Quoted passage –
================

Well it appears that I got the blog working on the web site. Now to link it from the rest of the site so people can see it. I somehow, lost the two posts I had already created when I set my blog to send to the site. No biggie they weren't really saying much except why I set this up for myself and then a bit about what happened during the day yesterday. Today I've spent alot of time thinking about why I sometimes feel the need to be "right" all the time. Yesterday I snapped at Master out of my need to be right about something that I was wrong about anyway. I have spent alot of time today trying to answer the question of 'why". I haven't really come up with anything that answers it completely. I think it has alot to do with the fact that I spent a great deal of time in the past 2 years living with someone who told me constantly how wrong I was. Wrong for any feelings I had, any thoughts I had, and anything I did. and because I was viewed as constantly wrong, this person decided I wasn't a good person. I felt i dissapointed that person all the time, and they usually said I had somehow. No matter what i did, how I did it or anything else, I was always wrong. So maybe I'm still dealing with the fear of being hated/ridiculed when I am wrong. I do wonder if it isn't partly because people now a days seem to view themselves through someone else's eyes. What someone else thinks is what makes up how someone views themselves. I don't really know. I do know that I have to work harder on being able to accept the fact that I can be wrong at times and it won't be the end of the world and that master won't hate me for it. Sometimes it is very hard to remind myself of these things. Though, on occasion I do manage to do it. Hopefully I can reach a point where I am not as terrified of being wrong. I know that no oneis right all the time. I know that people makes mistakes,myself included. But I tend to hold myself to a much higher standard than I do anyone else. I push myself harder than anyone else ever has. I am my own worst critic and sometimes that makes me my own worst enemy. Sometimes I wonder if that is true of everyone because some people don't seem to tear themselves apart as much as I tear myself apart.

================

Requirement – Carry the blog post about needing to be right further, beginning after its final sentence. The records are separate material with no connection to the blog post.

Given information –

================

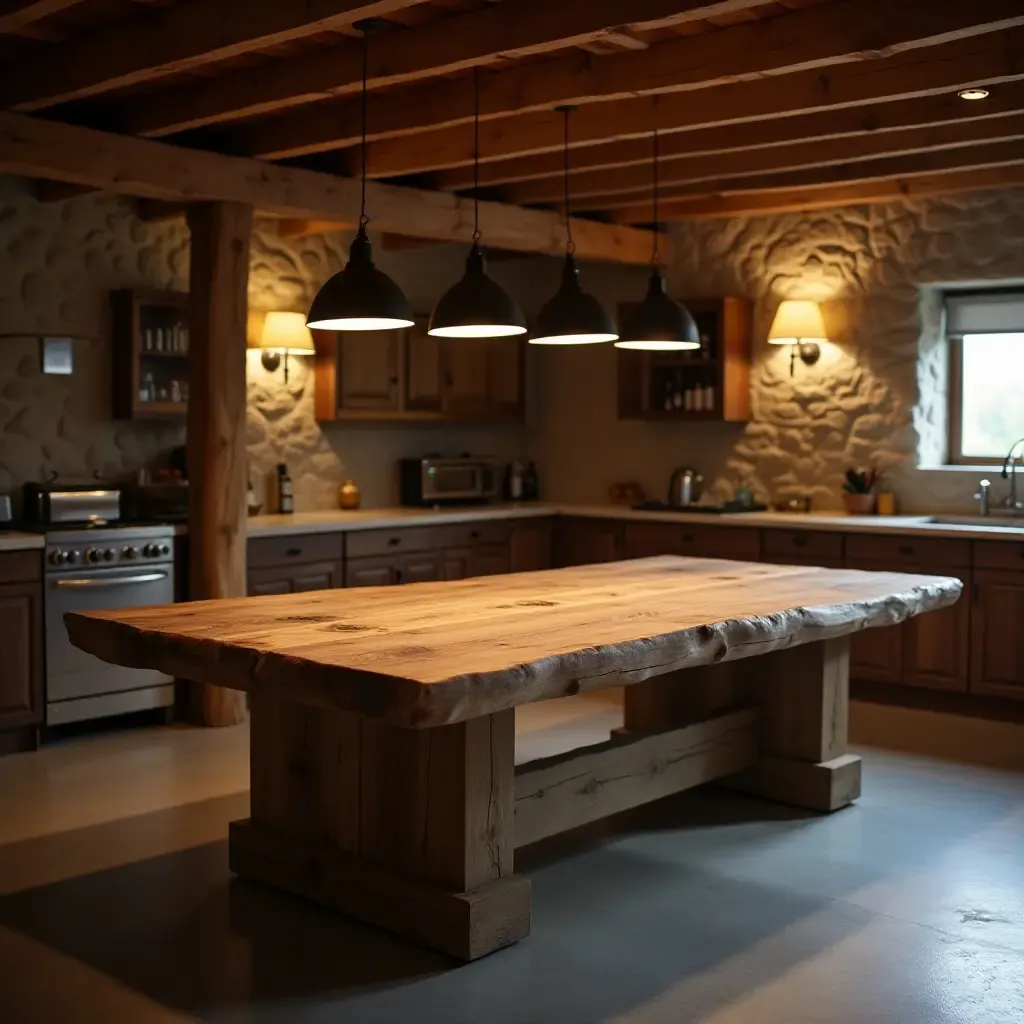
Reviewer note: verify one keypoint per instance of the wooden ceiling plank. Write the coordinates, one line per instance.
(171, 39)
(505, 30)
(36, 147)
(850, 31)
(845, 123)
(16, 15)
(990, 58)
(748, 163)
(797, 200)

================

Task result –
Today, overall, was a good day. The cold everyone has been fighting seems to be making a come back for me, my son, master and arella. I really hate that. Colds drive me nuts. I hope arella, Kyle and Master all feel much better tomorrow. I hate seeing the people I care about sick, makes me go into mother overdrive and try to make them feel at least a little bit of relief. Some people are very offended when I mother them, thankfully no one that I live with seems to be that way.

I am doing better following the rules and tasks that Master has set up for me. I am proud of myself for that. I had been having a difficult time for a little while. Partly because I just wasn't feeling very submissive, and partly because I did not have the medication to control the pain in my back and thus spent most of my time off my feet. He and I had talked alot about the rules and tasks and he told me that he would like to see a bit more formality and obedience in our relationship. I can understand that. So, rather than wait until he started punishing me for not doing things, I put alot more conscious effort into following his rules. I had gotten very used to not following anyone's rules,or having to complete tasks for anyone. Answering solely to myself. Now, I am having to relearn obedience. I feel better when I do follow the rules, and I know it pleases Master. I guess what i like best is it isn't obedience out of fear, but obedience because I desire to please him and I know that doing the things he asks of me, will please him. Well almost time for the discussion in channel tonight so I will write later.